**EXTRACTED DATA**
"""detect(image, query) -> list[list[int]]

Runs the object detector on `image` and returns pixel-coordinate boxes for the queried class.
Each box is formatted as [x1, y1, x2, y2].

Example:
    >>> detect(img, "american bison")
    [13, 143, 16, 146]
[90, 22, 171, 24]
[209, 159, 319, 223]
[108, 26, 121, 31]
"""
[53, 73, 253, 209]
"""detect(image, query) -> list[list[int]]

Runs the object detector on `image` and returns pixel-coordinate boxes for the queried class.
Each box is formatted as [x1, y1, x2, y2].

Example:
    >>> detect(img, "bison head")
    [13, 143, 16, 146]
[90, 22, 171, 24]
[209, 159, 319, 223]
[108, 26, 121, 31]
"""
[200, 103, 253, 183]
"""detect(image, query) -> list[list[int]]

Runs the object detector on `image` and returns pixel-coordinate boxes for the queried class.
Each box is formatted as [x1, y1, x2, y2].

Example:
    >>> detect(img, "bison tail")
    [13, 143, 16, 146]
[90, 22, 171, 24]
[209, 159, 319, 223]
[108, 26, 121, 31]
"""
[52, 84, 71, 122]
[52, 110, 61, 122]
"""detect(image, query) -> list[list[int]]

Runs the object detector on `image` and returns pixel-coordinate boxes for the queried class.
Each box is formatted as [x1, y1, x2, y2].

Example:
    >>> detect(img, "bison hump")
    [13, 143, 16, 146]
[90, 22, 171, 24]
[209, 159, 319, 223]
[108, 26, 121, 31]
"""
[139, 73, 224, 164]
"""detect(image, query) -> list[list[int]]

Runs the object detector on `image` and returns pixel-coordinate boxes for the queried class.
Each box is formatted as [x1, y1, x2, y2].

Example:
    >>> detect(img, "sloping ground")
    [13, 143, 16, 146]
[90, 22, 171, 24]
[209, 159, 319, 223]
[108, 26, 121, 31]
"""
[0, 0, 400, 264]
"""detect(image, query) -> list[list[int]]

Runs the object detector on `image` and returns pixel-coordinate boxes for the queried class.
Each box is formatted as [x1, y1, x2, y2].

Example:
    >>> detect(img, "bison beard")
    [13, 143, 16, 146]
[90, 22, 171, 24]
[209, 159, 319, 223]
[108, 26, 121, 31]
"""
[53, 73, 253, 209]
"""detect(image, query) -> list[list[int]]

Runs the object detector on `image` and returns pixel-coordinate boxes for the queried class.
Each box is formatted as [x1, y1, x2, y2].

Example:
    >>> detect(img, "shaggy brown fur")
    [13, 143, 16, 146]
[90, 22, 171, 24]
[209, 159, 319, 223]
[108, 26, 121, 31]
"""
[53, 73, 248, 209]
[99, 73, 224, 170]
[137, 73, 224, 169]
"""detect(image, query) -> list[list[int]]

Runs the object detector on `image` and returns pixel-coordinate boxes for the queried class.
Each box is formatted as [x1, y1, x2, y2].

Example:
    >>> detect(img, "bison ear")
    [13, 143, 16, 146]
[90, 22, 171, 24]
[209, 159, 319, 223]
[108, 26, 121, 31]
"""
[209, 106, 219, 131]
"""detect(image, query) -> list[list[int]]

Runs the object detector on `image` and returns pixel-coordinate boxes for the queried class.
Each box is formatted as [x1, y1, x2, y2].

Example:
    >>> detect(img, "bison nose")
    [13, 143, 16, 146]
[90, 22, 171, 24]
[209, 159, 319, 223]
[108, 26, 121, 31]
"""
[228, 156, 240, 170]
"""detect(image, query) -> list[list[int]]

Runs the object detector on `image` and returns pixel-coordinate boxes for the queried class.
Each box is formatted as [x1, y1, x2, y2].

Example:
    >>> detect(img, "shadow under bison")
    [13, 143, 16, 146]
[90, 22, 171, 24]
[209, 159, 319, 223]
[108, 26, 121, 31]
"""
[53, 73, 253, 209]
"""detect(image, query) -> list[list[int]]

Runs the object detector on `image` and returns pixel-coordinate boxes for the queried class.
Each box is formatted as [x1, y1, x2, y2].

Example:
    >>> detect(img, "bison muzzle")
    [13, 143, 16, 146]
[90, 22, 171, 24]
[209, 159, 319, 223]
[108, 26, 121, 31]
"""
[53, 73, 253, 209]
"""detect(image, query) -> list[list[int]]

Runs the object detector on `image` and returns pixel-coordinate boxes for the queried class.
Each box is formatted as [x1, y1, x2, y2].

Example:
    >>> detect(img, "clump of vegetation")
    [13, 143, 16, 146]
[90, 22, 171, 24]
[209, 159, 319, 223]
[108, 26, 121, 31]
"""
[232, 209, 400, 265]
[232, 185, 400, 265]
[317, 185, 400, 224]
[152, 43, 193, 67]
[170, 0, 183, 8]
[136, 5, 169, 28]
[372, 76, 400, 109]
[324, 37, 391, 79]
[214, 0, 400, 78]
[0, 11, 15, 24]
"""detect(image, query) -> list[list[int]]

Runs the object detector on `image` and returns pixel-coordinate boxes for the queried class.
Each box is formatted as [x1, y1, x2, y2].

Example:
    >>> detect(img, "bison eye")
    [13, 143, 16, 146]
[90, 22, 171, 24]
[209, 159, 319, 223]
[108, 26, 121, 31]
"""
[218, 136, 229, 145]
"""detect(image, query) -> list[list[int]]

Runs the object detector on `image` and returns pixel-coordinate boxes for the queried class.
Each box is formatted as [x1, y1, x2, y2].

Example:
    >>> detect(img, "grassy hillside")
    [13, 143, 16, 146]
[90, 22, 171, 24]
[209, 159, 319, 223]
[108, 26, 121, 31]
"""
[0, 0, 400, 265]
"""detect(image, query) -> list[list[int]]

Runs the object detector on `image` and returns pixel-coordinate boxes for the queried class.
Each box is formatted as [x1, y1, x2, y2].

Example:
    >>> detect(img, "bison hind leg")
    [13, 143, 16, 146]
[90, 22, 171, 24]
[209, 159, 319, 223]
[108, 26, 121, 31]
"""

**THE PROBLEM**
Copy out the whole listing, exactly as written.

**RESULT**
"""detect(image, query) -> list[list[int]]

Runs the object detector on `image` and returns pixel-coordinate boxes for the queried class.
Each box is formatted as [x1, y1, x2, y2].

Example:
    >>> detect(img, "american bison")
    [13, 143, 16, 146]
[90, 22, 171, 24]
[209, 159, 319, 223]
[108, 26, 121, 31]
"""
[53, 73, 253, 209]
"""detect(image, query) -> list[list[int]]

Runs the object detector on `image` and returns pixel-coordinate boxes for the queried class.
Each box is formatted as [x1, y1, x2, y2].

Example:
    >>> detect(img, "bison head")
    [13, 143, 16, 146]
[90, 22, 171, 24]
[209, 159, 319, 223]
[108, 26, 121, 31]
"""
[200, 103, 253, 183]
"""detect(image, query) -> list[list[int]]

Runs the object detector on `image` and returns pixel-coordinate boxes for the queried class.
Each box is formatted as [x1, y1, x2, y2].

Example:
    >>> detect(img, "bison tail")
    [13, 143, 16, 146]
[90, 22, 171, 24]
[209, 159, 319, 223]
[108, 26, 121, 31]
"""
[52, 84, 71, 122]
[52, 110, 61, 122]
"""detect(image, query) -> list[list[int]]

Runs the object detector on `image` and returns pixel-coordinate boxes for the queried class.
Each box is formatted as [x1, y1, x2, y2].

Example:
    >>> detect(img, "bison hump")
    [13, 143, 16, 146]
[90, 22, 171, 24]
[209, 159, 319, 223]
[108, 26, 121, 31]
"""
[139, 73, 224, 164]
"""detect(image, query) -> list[list[int]]

Runs the object detector on `image` and returns pixel-coordinate boxes for the queried class.
Each box is formatted as [x1, y1, x2, y2].

Example:
    >>> detect(img, "sloping ground")
    [13, 143, 16, 146]
[90, 22, 171, 24]
[209, 159, 319, 223]
[108, 26, 121, 31]
"""
[0, 0, 400, 264]
"""detect(image, query) -> list[list[int]]

Runs the object detector on `image` and returns pixel-coordinate boxes for the queried class.
Each box is formatted as [x1, y1, x2, y2].

Example:
    >>> detect(img, "bison beard")
    [13, 143, 16, 146]
[90, 22, 171, 24]
[209, 159, 319, 223]
[108, 26, 121, 31]
"""
[53, 73, 253, 209]
"""detect(image, query) -> list[list[int]]

Runs the object detector on `image` and returns pixel-coordinate boxes for the queried class.
Each box is formatted as [x1, y1, x2, y2].

Example:
    >>> detect(img, "shaggy brown fur")
    [13, 143, 16, 146]
[90, 22, 171, 24]
[209, 159, 319, 223]
[108, 26, 121, 31]
"""
[53, 73, 248, 209]
[99, 73, 224, 170]
[137, 73, 224, 169]
"""detect(image, query) -> list[list[int]]

Runs the object detector on `image` and returns pixel-coordinate boxes for the queried class.
Each box is formatted as [x1, y1, x2, y2].

Example:
    >>> detect(img, "bison ear")
    [13, 143, 16, 146]
[90, 22, 171, 24]
[209, 159, 319, 223]
[108, 26, 121, 31]
"""
[209, 106, 219, 131]
"""detect(image, query) -> list[list[int]]

Runs the object detector on `image` and returns pixel-coordinate boxes for the queried class.
Each box is formatted as [x1, y1, x2, y2].

Example:
    >>> detect(img, "bison nose")
    [13, 143, 16, 146]
[90, 22, 171, 24]
[209, 159, 319, 223]
[108, 26, 121, 31]
"""
[228, 156, 240, 170]
"""detect(image, query) -> list[list[int]]

Runs the object detector on `image` and returns pixel-coordinate boxes for the queried class.
Each box is formatted as [x1, y1, x2, y2].

Example:
    >>> detect(img, "shadow under bison")
    [13, 143, 16, 146]
[90, 22, 171, 24]
[209, 159, 319, 223]
[108, 26, 121, 31]
"""
[53, 73, 253, 209]
"""detect(image, query) -> list[list[int]]

Runs the object detector on `image` and returns pixel-coordinate boxes for the queried class.
Each box is formatted as [x1, y1, x2, y2].

Example:
    >>> detect(img, "bison muzzle")
    [13, 143, 16, 146]
[90, 22, 171, 24]
[209, 159, 319, 223]
[108, 26, 121, 31]
"""
[53, 73, 253, 209]
"""detect(image, query) -> list[list[int]]

Runs the object detector on `image` and returns pixel-coordinate boxes for the queried class.
Each box is formatted as [x1, y1, x2, y2].

Example:
    >>> detect(img, "clump of vegetation")
    [13, 143, 16, 146]
[90, 22, 171, 24]
[209, 159, 319, 223]
[108, 26, 121, 31]
"""
[232, 209, 400, 265]
[232, 185, 400, 265]
[317, 185, 400, 224]
[152, 43, 193, 67]
[170, 0, 183, 8]
[136, 5, 169, 28]
[372, 76, 400, 109]
[324, 37, 391, 79]
[214, 0, 400, 78]
[0, 11, 15, 24]
"""detect(image, query) -> list[list[int]]

Runs the object detector on `image` and returns pixel-coordinate boxes for the queried class.
Each box is formatted as [x1, y1, x2, y2].

Example:
    >>> detect(img, "bison eye")
    [13, 143, 16, 146]
[90, 22, 171, 24]
[209, 159, 319, 223]
[108, 26, 121, 31]
"""
[218, 136, 229, 145]
"""detect(image, query) -> list[list[int]]

Runs the object detector on `image` and returns pixel-coordinate boxes for the queried class.
Each box is formatted as [x1, y1, x2, y2].

Example:
    >>> detect(img, "grassy hillside")
    [13, 143, 16, 146]
[90, 22, 171, 24]
[209, 159, 319, 223]
[108, 26, 121, 31]
"""
[0, 0, 400, 265]
"""detect(image, query) -> list[list[int]]

Runs the object detector on `image` and returns pixel-coordinate boxes for the queried class.
Each box is formatted as [x1, y1, x2, y2].

Example:
    >>> detect(img, "bison hind leg")
    [13, 143, 16, 146]
[90, 22, 171, 24]
[209, 159, 319, 223]
[108, 26, 121, 31]
"""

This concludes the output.